- **Set exercise**
Output only the lines from the one holding "For the evaluation set, tag every instance of the emerging" to the end of the data below, please, copied exactly.

- **Supplied records**
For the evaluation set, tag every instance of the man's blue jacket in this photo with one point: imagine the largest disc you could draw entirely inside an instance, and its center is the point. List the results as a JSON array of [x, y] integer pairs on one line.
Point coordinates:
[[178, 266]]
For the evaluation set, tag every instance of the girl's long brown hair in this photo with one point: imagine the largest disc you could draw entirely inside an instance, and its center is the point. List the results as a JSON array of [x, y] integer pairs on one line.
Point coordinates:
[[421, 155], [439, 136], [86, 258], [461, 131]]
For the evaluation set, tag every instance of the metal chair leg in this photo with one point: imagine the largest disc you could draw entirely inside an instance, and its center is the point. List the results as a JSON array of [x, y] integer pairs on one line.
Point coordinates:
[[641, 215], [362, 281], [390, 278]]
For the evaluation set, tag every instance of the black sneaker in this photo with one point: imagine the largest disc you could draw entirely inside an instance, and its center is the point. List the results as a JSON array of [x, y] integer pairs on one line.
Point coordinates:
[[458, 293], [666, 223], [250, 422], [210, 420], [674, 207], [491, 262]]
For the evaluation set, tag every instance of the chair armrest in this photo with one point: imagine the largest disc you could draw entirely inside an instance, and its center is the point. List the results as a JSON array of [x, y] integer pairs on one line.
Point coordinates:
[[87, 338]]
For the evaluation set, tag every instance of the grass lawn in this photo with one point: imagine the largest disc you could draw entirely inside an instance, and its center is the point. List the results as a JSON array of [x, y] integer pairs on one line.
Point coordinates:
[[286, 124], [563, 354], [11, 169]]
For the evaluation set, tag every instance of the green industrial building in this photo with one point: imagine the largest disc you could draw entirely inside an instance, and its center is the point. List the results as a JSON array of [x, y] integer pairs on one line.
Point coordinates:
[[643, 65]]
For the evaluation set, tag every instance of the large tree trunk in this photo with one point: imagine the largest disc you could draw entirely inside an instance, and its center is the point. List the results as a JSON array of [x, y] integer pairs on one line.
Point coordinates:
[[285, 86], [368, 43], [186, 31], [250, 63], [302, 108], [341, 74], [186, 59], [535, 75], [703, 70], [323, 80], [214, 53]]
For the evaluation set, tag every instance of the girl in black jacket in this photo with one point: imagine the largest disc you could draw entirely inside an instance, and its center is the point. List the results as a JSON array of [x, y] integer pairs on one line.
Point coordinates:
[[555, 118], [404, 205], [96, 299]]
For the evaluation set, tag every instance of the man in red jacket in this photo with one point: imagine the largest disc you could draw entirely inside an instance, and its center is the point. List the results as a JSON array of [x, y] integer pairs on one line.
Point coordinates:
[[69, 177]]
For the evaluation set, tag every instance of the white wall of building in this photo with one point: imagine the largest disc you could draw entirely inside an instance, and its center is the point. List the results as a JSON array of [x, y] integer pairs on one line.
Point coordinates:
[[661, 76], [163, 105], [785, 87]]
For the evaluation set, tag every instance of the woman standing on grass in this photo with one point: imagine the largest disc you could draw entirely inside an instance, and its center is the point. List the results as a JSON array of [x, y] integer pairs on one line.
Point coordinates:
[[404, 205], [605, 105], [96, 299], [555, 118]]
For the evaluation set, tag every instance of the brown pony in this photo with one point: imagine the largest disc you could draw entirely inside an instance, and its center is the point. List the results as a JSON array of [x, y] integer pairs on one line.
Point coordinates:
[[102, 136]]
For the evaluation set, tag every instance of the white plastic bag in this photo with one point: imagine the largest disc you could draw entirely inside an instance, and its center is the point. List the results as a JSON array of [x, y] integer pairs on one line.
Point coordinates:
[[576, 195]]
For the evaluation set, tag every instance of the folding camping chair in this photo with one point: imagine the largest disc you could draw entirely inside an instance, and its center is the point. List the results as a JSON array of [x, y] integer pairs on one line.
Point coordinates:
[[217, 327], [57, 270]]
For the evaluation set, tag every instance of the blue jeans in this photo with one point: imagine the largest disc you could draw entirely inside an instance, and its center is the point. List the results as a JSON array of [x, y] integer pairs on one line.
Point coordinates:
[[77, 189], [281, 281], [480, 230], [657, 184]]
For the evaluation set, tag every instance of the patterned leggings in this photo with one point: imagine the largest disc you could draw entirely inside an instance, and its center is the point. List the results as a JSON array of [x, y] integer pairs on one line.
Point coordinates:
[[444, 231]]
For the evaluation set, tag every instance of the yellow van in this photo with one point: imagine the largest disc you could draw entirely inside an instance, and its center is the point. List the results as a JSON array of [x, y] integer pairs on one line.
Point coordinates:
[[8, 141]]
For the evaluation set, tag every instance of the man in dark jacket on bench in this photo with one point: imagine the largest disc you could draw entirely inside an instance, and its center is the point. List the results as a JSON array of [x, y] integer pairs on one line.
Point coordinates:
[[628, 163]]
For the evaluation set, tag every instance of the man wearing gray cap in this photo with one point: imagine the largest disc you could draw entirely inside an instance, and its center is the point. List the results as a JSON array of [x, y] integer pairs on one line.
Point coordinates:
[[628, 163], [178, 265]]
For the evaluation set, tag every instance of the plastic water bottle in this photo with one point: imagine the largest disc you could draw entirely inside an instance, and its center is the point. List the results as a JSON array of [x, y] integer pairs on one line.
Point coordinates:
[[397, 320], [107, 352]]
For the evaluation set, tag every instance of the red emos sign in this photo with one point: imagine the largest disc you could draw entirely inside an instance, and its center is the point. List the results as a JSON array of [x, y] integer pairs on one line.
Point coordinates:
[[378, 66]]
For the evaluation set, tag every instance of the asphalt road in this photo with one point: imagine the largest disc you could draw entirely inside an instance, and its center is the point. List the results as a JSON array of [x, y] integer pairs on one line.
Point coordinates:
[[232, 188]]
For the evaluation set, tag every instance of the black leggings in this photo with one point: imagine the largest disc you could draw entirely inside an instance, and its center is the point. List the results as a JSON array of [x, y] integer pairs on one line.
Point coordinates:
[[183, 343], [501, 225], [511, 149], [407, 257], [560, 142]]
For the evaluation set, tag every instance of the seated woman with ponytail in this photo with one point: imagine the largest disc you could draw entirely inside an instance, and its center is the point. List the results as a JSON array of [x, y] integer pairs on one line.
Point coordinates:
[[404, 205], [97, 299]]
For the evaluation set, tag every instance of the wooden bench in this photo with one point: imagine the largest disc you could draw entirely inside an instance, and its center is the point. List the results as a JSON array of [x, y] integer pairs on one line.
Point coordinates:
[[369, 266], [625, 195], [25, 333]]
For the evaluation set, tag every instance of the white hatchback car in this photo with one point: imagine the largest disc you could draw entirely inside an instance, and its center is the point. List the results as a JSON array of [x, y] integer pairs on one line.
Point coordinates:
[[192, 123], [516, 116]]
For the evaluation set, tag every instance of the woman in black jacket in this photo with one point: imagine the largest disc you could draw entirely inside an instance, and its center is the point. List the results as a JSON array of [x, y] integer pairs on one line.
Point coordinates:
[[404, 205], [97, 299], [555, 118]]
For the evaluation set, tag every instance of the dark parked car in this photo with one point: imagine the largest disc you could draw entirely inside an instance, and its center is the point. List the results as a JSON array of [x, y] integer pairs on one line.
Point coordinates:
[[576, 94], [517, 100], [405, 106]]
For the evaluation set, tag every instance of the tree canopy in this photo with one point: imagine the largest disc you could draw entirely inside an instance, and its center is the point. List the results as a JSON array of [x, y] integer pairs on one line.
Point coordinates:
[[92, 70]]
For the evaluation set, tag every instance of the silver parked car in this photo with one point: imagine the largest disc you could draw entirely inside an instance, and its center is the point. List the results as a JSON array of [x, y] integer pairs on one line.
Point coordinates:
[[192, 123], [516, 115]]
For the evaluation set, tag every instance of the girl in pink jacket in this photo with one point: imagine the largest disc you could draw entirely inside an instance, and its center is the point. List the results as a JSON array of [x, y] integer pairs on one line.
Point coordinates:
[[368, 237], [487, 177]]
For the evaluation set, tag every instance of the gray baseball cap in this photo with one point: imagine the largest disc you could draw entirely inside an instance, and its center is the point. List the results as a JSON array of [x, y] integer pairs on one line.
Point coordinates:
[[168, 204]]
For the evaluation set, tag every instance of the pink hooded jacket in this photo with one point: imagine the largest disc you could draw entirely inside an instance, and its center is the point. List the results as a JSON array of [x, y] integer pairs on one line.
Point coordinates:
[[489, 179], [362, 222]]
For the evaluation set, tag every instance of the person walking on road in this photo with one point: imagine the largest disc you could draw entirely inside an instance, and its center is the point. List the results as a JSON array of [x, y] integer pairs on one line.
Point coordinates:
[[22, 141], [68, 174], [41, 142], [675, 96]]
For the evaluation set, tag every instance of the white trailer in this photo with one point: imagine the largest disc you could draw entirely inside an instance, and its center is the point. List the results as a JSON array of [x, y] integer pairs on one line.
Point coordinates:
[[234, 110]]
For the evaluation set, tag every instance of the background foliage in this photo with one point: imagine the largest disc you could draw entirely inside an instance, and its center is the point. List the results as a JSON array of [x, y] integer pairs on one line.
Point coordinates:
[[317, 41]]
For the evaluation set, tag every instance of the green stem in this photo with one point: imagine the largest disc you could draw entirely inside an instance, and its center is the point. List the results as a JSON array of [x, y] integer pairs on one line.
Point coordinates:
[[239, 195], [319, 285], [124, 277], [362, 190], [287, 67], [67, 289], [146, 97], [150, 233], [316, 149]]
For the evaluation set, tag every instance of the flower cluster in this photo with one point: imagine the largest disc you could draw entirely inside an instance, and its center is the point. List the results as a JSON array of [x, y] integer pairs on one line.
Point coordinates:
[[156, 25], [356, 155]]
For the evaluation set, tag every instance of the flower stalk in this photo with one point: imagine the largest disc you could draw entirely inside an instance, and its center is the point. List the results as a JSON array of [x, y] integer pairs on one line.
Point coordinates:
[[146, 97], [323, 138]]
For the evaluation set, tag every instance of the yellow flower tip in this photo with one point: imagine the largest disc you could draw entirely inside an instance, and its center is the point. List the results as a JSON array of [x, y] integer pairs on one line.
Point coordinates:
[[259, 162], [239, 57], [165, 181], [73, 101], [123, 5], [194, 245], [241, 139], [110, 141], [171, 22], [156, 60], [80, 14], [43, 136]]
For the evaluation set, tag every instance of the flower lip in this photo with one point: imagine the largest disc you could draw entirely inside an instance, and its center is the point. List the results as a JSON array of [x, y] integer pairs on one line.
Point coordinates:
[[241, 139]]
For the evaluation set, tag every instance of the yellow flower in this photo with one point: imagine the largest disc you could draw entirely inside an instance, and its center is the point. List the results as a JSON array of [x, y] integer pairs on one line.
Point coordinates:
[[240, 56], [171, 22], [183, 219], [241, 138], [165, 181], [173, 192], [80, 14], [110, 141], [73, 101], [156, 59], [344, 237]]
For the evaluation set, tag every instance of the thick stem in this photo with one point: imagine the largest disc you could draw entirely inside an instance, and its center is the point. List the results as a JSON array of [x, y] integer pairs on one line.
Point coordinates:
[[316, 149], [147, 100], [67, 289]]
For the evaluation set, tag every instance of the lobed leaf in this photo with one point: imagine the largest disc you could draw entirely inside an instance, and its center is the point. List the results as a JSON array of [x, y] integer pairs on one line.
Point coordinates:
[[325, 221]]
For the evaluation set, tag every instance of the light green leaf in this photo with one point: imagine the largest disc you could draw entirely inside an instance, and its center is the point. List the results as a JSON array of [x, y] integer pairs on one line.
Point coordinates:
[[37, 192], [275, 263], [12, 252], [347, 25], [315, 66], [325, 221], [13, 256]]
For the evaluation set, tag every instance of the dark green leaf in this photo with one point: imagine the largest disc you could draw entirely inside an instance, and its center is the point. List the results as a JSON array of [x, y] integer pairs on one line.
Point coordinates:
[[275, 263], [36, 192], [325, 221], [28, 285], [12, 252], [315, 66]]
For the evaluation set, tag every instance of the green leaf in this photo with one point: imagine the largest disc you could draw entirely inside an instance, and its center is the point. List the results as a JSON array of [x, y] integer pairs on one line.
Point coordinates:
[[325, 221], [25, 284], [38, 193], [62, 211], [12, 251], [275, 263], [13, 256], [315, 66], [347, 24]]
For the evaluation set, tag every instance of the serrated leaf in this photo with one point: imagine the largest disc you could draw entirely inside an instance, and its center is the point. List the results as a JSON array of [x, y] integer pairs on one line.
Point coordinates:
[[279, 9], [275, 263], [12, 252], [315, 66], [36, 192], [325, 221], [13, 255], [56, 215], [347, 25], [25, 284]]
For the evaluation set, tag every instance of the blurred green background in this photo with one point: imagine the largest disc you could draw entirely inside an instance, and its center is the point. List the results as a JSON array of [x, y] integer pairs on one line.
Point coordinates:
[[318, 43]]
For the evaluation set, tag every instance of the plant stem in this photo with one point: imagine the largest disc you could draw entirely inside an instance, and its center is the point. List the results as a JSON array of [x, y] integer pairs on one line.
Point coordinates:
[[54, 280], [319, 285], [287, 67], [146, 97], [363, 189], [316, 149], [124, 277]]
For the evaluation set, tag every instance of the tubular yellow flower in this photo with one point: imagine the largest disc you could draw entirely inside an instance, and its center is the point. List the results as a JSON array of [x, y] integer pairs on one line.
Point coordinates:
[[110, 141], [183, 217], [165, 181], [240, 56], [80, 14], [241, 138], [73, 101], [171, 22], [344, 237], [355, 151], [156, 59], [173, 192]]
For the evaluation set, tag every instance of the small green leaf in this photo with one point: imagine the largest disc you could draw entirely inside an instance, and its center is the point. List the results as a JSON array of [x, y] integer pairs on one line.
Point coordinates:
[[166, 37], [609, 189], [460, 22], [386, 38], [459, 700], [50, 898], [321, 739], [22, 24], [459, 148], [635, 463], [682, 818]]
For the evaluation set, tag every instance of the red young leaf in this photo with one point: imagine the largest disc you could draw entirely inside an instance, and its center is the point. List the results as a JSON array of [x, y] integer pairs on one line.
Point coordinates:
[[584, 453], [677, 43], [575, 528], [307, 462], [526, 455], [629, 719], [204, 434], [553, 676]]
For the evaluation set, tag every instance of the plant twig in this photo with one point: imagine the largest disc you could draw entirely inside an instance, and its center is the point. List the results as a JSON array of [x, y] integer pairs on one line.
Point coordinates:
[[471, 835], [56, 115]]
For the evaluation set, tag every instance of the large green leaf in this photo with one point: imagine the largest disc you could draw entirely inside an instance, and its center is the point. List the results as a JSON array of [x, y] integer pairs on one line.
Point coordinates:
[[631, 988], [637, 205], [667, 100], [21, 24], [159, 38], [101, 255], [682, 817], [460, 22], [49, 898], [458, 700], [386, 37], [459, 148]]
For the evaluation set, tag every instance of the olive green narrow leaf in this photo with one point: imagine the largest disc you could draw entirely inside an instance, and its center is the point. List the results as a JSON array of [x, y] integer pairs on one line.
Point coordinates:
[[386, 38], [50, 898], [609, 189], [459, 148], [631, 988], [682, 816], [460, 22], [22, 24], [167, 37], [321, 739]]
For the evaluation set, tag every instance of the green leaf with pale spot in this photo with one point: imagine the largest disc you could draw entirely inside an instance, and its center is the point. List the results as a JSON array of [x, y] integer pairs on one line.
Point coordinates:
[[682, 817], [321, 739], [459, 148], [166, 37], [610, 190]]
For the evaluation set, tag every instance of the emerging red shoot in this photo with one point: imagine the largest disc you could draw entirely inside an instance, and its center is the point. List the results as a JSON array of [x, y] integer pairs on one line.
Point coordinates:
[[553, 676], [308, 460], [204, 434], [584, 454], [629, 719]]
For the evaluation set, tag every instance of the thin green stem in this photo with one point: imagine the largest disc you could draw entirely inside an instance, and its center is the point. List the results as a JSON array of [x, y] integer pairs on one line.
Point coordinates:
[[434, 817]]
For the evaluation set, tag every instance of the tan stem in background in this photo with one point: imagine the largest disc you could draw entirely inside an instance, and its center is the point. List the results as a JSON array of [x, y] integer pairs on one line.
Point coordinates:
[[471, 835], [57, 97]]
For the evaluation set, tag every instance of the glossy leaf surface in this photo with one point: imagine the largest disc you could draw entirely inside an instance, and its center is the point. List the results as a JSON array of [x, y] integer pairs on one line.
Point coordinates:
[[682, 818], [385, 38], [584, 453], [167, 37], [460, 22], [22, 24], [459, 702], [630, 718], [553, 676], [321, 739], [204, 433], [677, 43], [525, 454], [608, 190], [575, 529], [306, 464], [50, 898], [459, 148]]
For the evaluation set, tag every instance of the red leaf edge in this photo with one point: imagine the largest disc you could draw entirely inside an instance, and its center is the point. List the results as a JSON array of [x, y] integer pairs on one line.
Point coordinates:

- **Task solution**
For the evaluation set, tag every instance of the emerging red shoot in this photo with one point: imagine the largest disc you could draw entirely inside an instance, and its center is the point. List the results as a JSON array of [x, y] integer pairs on one line.
Point coordinates:
[[553, 676], [308, 460], [204, 434], [584, 454], [629, 719]]
For the evaluation set, tag every instance of the thin green stem in this photo with one point: imagine the largest disc you could draw entirely inside an instance, and its center is the point. List the results as a JSON array of [x, y] integer pairs on one line.
Point coordinates:
[[434, 817]]
For the evaluation set, tag every instance of the tan stem in background in this photo with one point: imagine the largest disc you could draw entirely inside an instance, and its center is the point. List the results as a JSON array of [x, y] integer pairs on one line.
Point coordinates:
[[471, 835], [57, 97]]
For the evaluation set, tag every instance of the glossy leaf surface in this photo with one point: imagine the largest disc you could draw entirely inside an instance, and its center is the point. List the results as a JSON array of [x, y] integer pairs on one line.
Point coordinates:
[[682, 818], [385, 38], [584, 453], [167, 37], [460, 22], [22, 24], [459, 702], [630, 718], [553, 676], [321, 739], [204, 433], [677, 43], [525, 454], [608, 190], [575, 529], [306, 464], [50, 898], [459, 148]]
For the evaluation set, tag every instance of the red leaf edge in this photo with one point: imagine the largest disc you could draw entirely inside an instance, and its center is the point. List the results as a JSON array of [x, y] integer pairs on one line.
Point coordinates:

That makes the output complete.